Texto de referência:
--------------------

Entrevista: 'O PSDB se descaracterizou, perdeu a cara', admite Tasso Jereissati, ex-presidente do partido

Entrevista: 'O PSDB se descaracterizou, perdeu a cara', admite Tasso Jereissati, ex-presidente do partido

Um dos fundadores da legenda, ex-governador do Ceará atribui declínio da sigla à falta de renovação, diz não se arrepender de apoio a Lula e defende candidatura própria em 2026

Ex-presidente do PSDB e ex-senador, Tasso Jereissati avalia que o PSDB perdeu a “cara” e se “descaracterizou” ao longo das últimas eleições. Com uma bancada de apenas 17 deputados federais, ele aponta a necessidade de apostar na formação de novos quadros, como os governadores tucanos Eduardo Leite (Rio Grande do Sul), Raquel Lyra (Pernambuco) e Eduardo Riedel (Mato Grosso do Sul). Com o fim de seu mandato no Senado, em janeiro de 2023, o cacique tucano hoje está afastado da Executiva da sigla.

Quais foram os erros do PSDB?

Sempre tivemos vários problemas, mas tínhamos quadros. Qualquer que fosse o analista que estudava a política brasileira, no mínimo falava que o PSDB tinha os melhores economistas e sociólogos. Essas lideranças eram muito fortes e são difíceis de serem substituídas, mas está acontecendo. A qualidade se transformou em quantidade. Mas, se pedir para apontar dez dos melhores governadores do Brasil, em qualidade, com certeza três são do PSDB. Raquel (Lyra), Eduardo (Leite) e Eduardo Riedel são de excepcional qualidade. Não temos muitos deputados nem muitos senadores, mas começamos a ter uma renovação.

Além da questão de formar quadros, há outras razões?

A outra razão é justamente a posição de aderir a governo em função de cargos. Isso esvaziou o PSDB e cresceram esses partidos que são mais politicamente nessa linha.

Há algum episódio específico para o PSDB ter deixado de ser protagonista, como as crises envolvendo Aécio Neves, João Doria e Geraldo Alckmin?

Tem a ver, mas não são os episódios específicos a razão. Eles são consequência. Houve um momento em que o PSDB se descaracterizou, o partido perdeu sua cara. Até pelo fato de ser poder (no governo Fernando Henrique), atraiu muita gente que não tinha necessariamente a sintonia com o partido que os seus fundadores tiveram. Eu não vou falar de nome de ninguém, estou preocupado com o futuro, todos nós participamos desse processo de descaracterização do partido.

--------------------

Material de consulta:
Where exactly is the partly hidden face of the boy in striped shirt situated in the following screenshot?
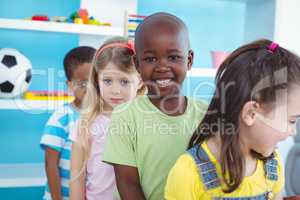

--------------------

Tarefas:
1. Liste os governadores tucanos citados na entrevista com Tasso Jereissati e indique o estado de cada um.
2. Reproduza sem alterações o trecho da entrevista com Tasso Jereissati que começa nas palavras "Ex-presidente do PSDB" e termina depois de "erros do PSDB?".
3. Dê continuidade à entrevista com Tasso Jereissati a partir da última frase apresentada.

Respostas:
1.
Eduardo Leite, Rio Grande do Sul
Raquel Lyra, Pernambuco
Eduardo Riedel, Mato Grosso do Sul

2.
Ex-presidente do PSDB e ex-senador, Tasso Jereissati avalia que o PSDB perdeu a “cara” e se “descaracterizou” ao longo das últimas eleições. Com uma bancada de apenas 17 deputados federais, ele aponta a necessidade de apostar na formação de novos quadros, como os governadores tucanos Eduardo Leite (Rio Grande do Sul), Raquel Lyra (Pernambuco) e Eduardo Riedel (Mato Grosso do Sul). Com o fim de seu mandato no Senado, em janeiro de 2023, o cacique tucano hoje está afastado da Executiva da sigla.

Quais foram os erros do PSDB?

3.
Há setores no PSDB, como a governadora Raquel Lyra, que defendem uma postura de independência e não oposição a Lula. Concorda?

Da maneira que eu interpreto o que ela disse, o PSDB não é uma oposição, tipo bolsonarista ou PL, sistemática. Não somos contra tudo o que o governo faz por ideologia, por ressentimento, seja o que lá for. O governo Lula deu grandes passos, não podemos negar. Agora, nós não somos governo, não queremos ir para o governo porque em outras coisas mais não concordamos. Somos independentes.

O senhor apoiou Lula contra Bolsonaro no segundo turno em 2022, mas tem feito críticas ao governo. Hoje se considera oposição?

Não concordamos com muitas das ideias do governo que está aí. Com muita tristeza, eu vejo o presidente Lula, que na minha opinião é um democrata de raiz, com o pendor e uma certa atração por governos autoritários. É extremamente preocupante e triste, porque se afasta da defesa da democracia. É na Venezuela, na Guatemala, no Putin (na Rússia). Em alguns pontos da política econômica.

Está arrependido de ter apoiado Lula em 2022?

Não me arrependo de maneira alguma. Agora está sendo provado que o grupo e as atitudes do governo anterior eram de extremo risco para a democracia. Nós do PSDB nascemos na ideia da defesa da democracia. Quase todos os fundadores vieram de um partido que fazia uma enfática oposição ao sistema militar. O Bolsonaro era uma ameaça grave.

Como vê o governo patrocinar mudanças na Lei das Estatais e no marco do saneamento?

É uma surpresa desagradável. Eu pessoalmente sou muito envolvido, sou o autor do substitutivo da Lei das Estatais e do marco do saneamento. São absolutamente posições atrasadas.

Eduardo Leite é o candidato do PSDB a presidente em 2026?

Hoje é consenso dentro do PSDB termos candidato a presidente da República, que represente o nosso projeto social-democrata, que tenha uma visão de mercado mais aberta, mas tenha uma consciência muito qualificada do papel do Estado em determinadas situações de corrigir desequilíbrios sociais e econômicos. E esse nome nós temos hoje muito bem representado pelo governador do Rio Grande do Sul.

O senhor avalia que Marconi Perillo tem conduzido o partido da maneira correta?

O trabalho dele tem sido muito bom. Ele tem corrido o Brasil todo com esse esforço de renovação. Que a gente traga para o partido novos Fernando Henriques, novos Covas, novos José Serras, novos Franco Montoros. Para seguir a linha original não só de pensamento, mas de postura política.

É a favor de uma aliança do PSDB com a Tabata Amaral em São Paulo?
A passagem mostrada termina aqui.